- [原文抜粋]
"""

説明

PLL回路、復調回路、ICカード及びICカード処理装置

本発明は、所望の伝送系を介して伝送された入力信号より、入力信号を介して伝送されるデータ列を再生する復調回路であり、発振器(252)及び可変型分周器(253)により生成される第1の発振出力信号及び第1の発振出力信号に対して90度[π/2]位相の異なる第2の発振出力信号をイクスクルーシブオア(EX−OR)回路(254Q)(254I)により位相比較し、その位相比較結果の正負に基づいて制御方向判定回路(257)により制御方向を判定し、その制御方向判定結果を積算回路(258)により入力信号の1周期分積算して、その積算結果に対し、補正回路(259)により、位相比較結果に基づいて位相差が[±π/2]の場合に所定の制御量とする補正処理を行い、1周期に1回に出力される補正処理済みの制御信号により可変型分周器(253)の動作を制御する。

【発明の詳細な説明】
【技術分野】
【0001】
本発明は、PLL回路、復調回路、ICカード及びICカード処理装置に関し、特に、非接触により種々のデータを入出力するICカードと、このICカードとデータ通信するICカード処理装置に適用される。

"""

- [提供データ]
"""

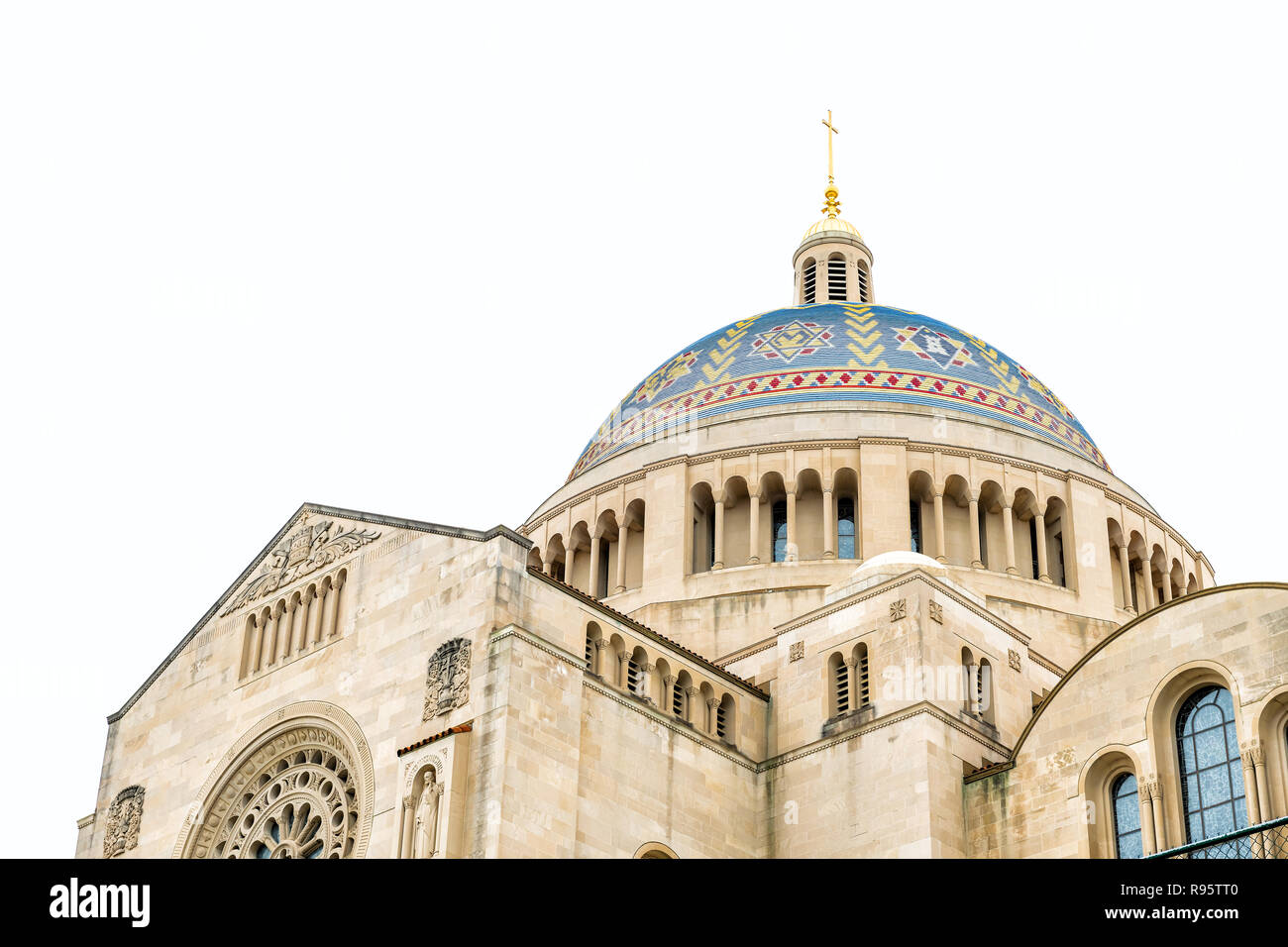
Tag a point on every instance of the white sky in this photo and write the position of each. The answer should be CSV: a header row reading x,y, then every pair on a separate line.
x,y
406,257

"""

- [課題]
1. 上の原文抜粋によると、本発明は特にどのようなものに適用されるか答えなさい。
2. PLL回路とICカードに関する原文抜粋の最後の文に続けて、その文章を書き継ぎなさい。

- [解答]
1. 非接触により種々のデータを入出力するICカードと、このICカードとデータ通信するICカード処理装置に適用される。

2.
本出願は、日本国において2004年2月12日に出願された日本特許出願番号2004−035659を基礎として優先権を主張するものであり、この出願は参照することにより、本出願に援用される。
【背景技術】
【0002】
従来、ICカードを用いたICカードシステムが用いられている。この種のICカードシステムは、交通機関の改札システム、部屋の入退出管理システム等に適用されている。このようなICカードシステムは、ユーザが携帯するICカードと、これらICカードとの間で種々のデータを送受信するリーダライタとを含むICカード処理装置を備える。このICカードシステムにおいて、ICカードとリーダライタとの間では、非接触により種々のデータが送受信される。
この種のICカードシステムに用いられるリーダライタは、所定周波数の搬送波を所望のデータ列により変調して送信信号を生成し、この送信信号をICカードに送出する。また、ICカードは、アンテナを介してこの送信信号を受信し、この送信信号よりリーダライタから送出されたデータを復調する。さらに、ICカードは、この受信したデータに応じて、内部に保持する個人情報等のデータを所定の搬送波により変調してリーダライタに送出する。
リーダライタは、このICカードより送出されたデータを受信し、この受信したデータより、改札機の扉を開閉し、又は部屋の入退出を許可するように構成されている。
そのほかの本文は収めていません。